> _TASK DESCRIPTION_
Count the lines in the data below that contain the string "Return". Output only the count.

> _Entries drawn from a collection_

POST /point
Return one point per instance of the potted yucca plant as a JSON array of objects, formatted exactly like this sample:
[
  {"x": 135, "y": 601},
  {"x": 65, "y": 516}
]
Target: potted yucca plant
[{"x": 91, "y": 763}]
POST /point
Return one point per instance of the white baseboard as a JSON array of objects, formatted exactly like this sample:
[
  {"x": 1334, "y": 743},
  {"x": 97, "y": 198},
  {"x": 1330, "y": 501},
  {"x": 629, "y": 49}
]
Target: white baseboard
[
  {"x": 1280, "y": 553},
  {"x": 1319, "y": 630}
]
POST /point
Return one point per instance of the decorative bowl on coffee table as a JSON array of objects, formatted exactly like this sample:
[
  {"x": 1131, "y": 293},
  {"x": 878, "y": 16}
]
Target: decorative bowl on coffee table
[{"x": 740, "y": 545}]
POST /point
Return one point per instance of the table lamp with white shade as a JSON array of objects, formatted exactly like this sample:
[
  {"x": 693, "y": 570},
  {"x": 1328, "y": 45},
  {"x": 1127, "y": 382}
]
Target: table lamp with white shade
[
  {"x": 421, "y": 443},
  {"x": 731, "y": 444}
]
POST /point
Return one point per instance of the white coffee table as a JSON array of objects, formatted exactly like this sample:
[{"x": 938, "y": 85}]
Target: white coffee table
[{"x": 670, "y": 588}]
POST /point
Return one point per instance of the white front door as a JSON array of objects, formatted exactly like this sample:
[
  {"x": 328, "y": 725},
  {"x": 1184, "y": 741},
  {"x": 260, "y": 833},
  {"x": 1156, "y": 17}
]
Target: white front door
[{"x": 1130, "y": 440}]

> _ANSWER TO THIS TASK_
6